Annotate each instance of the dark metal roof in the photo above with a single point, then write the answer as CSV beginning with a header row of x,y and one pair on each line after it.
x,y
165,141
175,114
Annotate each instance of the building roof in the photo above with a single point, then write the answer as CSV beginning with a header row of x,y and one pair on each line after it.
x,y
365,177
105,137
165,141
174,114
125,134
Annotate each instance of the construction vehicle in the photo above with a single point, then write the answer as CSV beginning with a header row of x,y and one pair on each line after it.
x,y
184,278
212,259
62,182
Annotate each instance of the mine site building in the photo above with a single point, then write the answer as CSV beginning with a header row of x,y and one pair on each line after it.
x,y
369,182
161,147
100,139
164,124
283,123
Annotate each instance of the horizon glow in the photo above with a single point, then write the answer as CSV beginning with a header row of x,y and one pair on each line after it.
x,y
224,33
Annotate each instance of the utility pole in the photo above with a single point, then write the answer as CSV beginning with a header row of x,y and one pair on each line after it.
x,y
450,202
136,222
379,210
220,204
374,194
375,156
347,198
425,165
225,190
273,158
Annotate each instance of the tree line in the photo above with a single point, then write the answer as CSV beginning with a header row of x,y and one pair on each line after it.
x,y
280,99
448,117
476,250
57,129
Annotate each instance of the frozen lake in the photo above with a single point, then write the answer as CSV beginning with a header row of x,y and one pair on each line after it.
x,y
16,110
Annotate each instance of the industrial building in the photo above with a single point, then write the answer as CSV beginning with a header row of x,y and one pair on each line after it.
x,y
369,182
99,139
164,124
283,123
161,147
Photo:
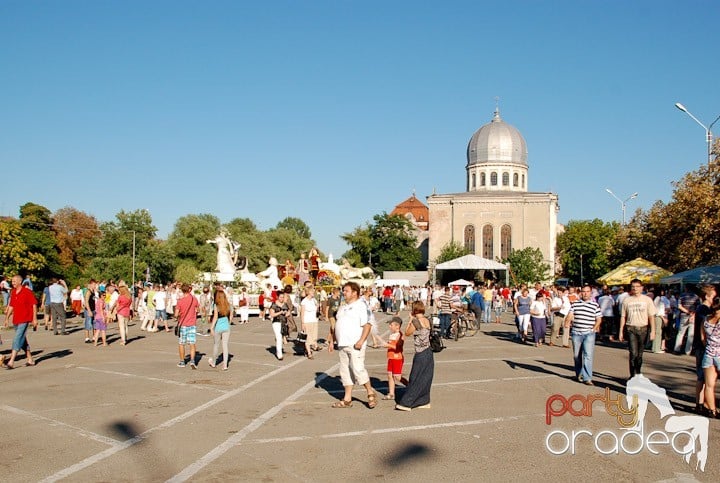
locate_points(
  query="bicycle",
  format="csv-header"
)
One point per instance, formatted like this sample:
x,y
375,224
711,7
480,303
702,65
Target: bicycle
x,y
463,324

▬▬▬▬▬▬

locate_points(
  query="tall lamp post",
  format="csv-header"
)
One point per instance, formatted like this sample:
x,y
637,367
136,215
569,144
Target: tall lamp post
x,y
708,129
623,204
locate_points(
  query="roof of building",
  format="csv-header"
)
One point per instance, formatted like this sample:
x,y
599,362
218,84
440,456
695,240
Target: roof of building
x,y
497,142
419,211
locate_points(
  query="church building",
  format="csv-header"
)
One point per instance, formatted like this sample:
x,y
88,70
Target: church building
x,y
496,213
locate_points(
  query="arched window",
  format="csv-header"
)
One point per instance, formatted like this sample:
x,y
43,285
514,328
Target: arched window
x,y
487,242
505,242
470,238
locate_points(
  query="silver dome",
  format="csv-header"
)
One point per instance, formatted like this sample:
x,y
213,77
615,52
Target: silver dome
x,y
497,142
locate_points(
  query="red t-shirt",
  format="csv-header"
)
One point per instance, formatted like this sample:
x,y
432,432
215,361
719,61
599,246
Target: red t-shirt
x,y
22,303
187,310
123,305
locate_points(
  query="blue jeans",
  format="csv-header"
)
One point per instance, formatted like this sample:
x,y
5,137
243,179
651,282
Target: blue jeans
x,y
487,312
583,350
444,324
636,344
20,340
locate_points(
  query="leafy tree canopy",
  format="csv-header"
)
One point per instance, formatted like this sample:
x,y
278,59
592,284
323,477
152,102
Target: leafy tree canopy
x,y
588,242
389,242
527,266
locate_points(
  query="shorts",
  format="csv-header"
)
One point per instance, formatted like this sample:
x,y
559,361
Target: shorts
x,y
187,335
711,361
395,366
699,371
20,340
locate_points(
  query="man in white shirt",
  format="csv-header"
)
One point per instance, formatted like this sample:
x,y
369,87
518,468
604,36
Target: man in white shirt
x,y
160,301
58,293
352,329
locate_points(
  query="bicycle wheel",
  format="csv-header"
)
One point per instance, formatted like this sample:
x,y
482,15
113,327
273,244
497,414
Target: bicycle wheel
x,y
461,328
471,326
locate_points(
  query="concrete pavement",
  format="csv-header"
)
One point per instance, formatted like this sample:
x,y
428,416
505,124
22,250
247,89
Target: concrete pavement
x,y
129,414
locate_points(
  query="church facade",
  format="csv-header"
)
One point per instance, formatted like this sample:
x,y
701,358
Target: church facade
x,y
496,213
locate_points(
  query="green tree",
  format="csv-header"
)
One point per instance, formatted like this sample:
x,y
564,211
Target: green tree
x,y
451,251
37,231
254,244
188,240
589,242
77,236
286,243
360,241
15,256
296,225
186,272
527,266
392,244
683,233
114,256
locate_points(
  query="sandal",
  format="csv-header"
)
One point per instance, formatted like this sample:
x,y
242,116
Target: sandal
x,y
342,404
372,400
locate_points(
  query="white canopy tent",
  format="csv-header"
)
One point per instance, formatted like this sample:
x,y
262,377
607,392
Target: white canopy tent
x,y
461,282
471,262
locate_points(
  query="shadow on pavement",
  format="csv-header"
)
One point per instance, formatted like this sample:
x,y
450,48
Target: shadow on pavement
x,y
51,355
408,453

▬▬▬▬▬▬

#### [What is being asked]
Return every line of the material above that contains the string "bicycle", treating uppercase and lowercase as different.

#### [Response to the task]
  query="bicycle",
Target: bicycle
  query="bicycle wheel",
Target: bicycle wheel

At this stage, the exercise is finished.